* **What needs to be done**: Lay out the lines of the listing below as a JSON list of strings, one string per line and with blank lines omitted, starting at the line containing "Query: <item>man's short black hair</item>" and continuing up to and including the line containing "570 89 L 568".

** start **

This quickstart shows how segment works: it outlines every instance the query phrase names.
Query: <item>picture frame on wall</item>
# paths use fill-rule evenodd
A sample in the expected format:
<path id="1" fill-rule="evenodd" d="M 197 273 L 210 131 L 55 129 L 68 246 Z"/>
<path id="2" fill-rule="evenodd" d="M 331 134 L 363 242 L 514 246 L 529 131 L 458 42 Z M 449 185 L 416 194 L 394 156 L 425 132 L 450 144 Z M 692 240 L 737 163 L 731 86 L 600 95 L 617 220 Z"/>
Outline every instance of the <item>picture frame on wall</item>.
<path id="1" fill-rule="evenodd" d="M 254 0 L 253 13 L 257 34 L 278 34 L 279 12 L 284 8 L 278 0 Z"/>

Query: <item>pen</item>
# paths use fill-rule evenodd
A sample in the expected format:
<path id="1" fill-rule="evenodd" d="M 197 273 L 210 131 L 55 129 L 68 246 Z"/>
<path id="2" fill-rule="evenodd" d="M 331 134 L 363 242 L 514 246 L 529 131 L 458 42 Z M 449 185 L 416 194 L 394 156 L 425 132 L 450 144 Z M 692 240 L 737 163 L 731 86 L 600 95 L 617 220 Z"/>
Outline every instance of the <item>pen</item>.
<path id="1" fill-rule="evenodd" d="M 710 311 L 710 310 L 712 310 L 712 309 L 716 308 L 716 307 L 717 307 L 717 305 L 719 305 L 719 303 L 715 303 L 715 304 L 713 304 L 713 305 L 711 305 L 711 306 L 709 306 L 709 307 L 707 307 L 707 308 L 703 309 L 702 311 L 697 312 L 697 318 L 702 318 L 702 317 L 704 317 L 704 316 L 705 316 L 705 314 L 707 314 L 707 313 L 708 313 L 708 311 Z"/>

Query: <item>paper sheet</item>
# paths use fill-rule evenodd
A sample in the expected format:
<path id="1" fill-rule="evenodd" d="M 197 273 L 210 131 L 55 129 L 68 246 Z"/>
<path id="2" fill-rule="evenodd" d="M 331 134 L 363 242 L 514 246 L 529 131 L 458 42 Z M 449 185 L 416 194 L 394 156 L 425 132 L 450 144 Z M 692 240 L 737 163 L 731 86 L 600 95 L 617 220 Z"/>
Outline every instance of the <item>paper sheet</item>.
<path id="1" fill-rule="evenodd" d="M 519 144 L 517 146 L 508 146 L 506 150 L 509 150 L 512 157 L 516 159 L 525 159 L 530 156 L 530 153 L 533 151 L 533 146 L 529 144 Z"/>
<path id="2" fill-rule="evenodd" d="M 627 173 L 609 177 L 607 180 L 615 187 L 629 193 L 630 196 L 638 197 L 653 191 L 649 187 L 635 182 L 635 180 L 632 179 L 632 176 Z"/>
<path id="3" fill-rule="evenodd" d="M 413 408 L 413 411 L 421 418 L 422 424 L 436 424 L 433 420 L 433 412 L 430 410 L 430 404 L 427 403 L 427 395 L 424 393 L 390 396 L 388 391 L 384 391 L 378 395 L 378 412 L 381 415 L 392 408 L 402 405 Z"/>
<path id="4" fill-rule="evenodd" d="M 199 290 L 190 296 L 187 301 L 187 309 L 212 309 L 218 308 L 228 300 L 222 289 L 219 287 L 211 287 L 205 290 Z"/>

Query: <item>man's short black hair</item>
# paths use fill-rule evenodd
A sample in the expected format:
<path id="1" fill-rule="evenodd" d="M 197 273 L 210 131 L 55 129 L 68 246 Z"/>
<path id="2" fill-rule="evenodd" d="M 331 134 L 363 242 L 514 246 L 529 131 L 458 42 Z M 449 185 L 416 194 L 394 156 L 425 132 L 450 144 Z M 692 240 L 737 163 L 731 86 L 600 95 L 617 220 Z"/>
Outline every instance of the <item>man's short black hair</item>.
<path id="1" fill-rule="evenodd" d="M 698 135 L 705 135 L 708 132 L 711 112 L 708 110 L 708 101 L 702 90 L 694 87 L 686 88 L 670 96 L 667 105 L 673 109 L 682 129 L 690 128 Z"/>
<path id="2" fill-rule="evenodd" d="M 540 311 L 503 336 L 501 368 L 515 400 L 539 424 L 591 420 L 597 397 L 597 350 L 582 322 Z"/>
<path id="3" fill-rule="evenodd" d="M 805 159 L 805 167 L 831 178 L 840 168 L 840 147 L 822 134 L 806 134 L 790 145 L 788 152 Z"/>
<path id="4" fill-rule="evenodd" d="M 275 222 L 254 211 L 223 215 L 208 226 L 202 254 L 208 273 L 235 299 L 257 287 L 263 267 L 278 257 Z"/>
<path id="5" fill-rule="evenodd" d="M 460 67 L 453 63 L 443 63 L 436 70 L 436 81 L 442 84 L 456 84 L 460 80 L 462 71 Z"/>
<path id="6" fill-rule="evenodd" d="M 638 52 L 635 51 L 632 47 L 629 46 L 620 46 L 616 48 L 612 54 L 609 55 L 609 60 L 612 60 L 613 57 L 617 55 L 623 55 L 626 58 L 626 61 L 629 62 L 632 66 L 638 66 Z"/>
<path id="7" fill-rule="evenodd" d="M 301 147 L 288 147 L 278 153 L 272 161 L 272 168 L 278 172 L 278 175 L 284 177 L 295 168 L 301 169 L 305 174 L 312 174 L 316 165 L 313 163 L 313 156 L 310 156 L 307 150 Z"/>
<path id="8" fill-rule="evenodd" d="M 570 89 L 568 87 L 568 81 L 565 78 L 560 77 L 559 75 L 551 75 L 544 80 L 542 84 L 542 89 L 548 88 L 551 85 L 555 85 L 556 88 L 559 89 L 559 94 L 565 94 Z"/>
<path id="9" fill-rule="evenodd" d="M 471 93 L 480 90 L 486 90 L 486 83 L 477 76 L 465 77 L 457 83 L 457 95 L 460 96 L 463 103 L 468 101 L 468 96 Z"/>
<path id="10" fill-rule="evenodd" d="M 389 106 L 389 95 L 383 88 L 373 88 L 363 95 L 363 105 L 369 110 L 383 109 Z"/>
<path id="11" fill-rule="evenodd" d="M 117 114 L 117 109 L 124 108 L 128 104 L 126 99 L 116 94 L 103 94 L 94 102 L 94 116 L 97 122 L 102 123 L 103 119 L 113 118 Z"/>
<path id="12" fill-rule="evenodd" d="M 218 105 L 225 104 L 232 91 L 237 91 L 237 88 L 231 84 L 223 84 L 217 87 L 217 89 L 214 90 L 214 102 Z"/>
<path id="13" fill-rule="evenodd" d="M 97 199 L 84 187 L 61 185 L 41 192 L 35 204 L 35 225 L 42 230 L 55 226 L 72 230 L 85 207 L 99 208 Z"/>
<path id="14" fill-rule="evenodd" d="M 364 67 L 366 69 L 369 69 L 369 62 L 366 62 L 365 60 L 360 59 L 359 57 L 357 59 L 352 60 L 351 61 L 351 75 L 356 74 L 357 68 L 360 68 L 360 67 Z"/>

** end **

* **Solution for this exercise**:
[
  "Query: <item>man's short black hair</item>",
  "# paths use fill-rule evenodd",
  "A sample in the expected format:",
  "<path id=\"1\" fill-rule=\"evenodd\" d=\"M 197 273 L 210 131 L 55 129 L 68 246 Z\"/>",
  "<path id=\"2\" fill-rule=\"evenodd\" d=\"M 331 134 L 363 242 L 514 246 L 529 131 L 458 42 Z M 449 185 L 416 194 L 394 156 L 425 132 L 450 144 Z M 692 240 L 737 163 L 731 86 L 600 95 L 617 220 Z\"/>",
  "Outline every instance of the <item>man's short black hair</item>.",
  "<path id=\"1\" fill-rule=\"evenodd\" d=\"M 698 135 L 705 135 L 708 132 L 711 112 L 708 110 L 708 101 L 702 90 L 694 87 L 686 88 L 670 96 L 667 105 L 673 109 L 682 129 L 690 128 Z\"/>",
  "<path id=\"2\" fill-rule=\"evenodd\" d=\"M 540 311 L 503 336 L 501 368 L 515 400 L 539 424 L 591 420 L 597 397 L 597 350 L 582 322 Z\"/>",
  "<path id=\"3\" fill-rule=\"evenodd\" d=\"M 805 159 L 805 167 L 831 178 L 840 168 L 840 147 L 822 134 L 806 134 L 790 145 L 788 152 Z\"/>",
  "<path id=\"4\" fill-rule=\"evenodd\" d=\"M 275 222 L 254 211 L 223 215 L 208 226 L 202 254 L 208 273 L 235 299 L 257 287 L 263 267 L 278 257 Z\"/>",
  "<path id=\"5\" fill-rule=\"evenodd\" d=\"M 460 67 L 453 63 L 443 63 L 436 70 L 436 81 L 442 84 L 456 84 L 460 80 L 462 71 Z\"/>",
  "<path id=\"6\" fill-rule=\"evenodd\" d=\"M 638 52 L 635 51 L 632 47 L 629 46 L 620 46 L 616 48 L 612 54 L 609 55 L 609 60 L 612 60 L 613 57 L 617 55 L 623 55 L 626 58 L 626 61 L 629 62 L 632 66 L 638 66 Z\"/>",
  "<path id=\"7\" fill-rule=\"evenodd\" d=\"M 301 147 L 288 147 L 278 153 L 272 161 L 272 168 L 278 172 L 278 175 L 284 177 L 295 168 L 301 169 L 305 174 L 312 174 L 316 165 L 313 163 L 313 156 L 310 156 L 307 150 Z\"/>",
  "<path id=\"8\" fill-rule=\"evenodd\" d=\"M 570 89 L 568 87 L 568 81 L 565 78 L 560 77 L 559 75 L 551 75 L 544 80 L 542 84 L 542 89 L 548 88 L 551 85 L 555 85 L 556 88 L 559 89 L 559 94 L 565 94 Z\"/>"
]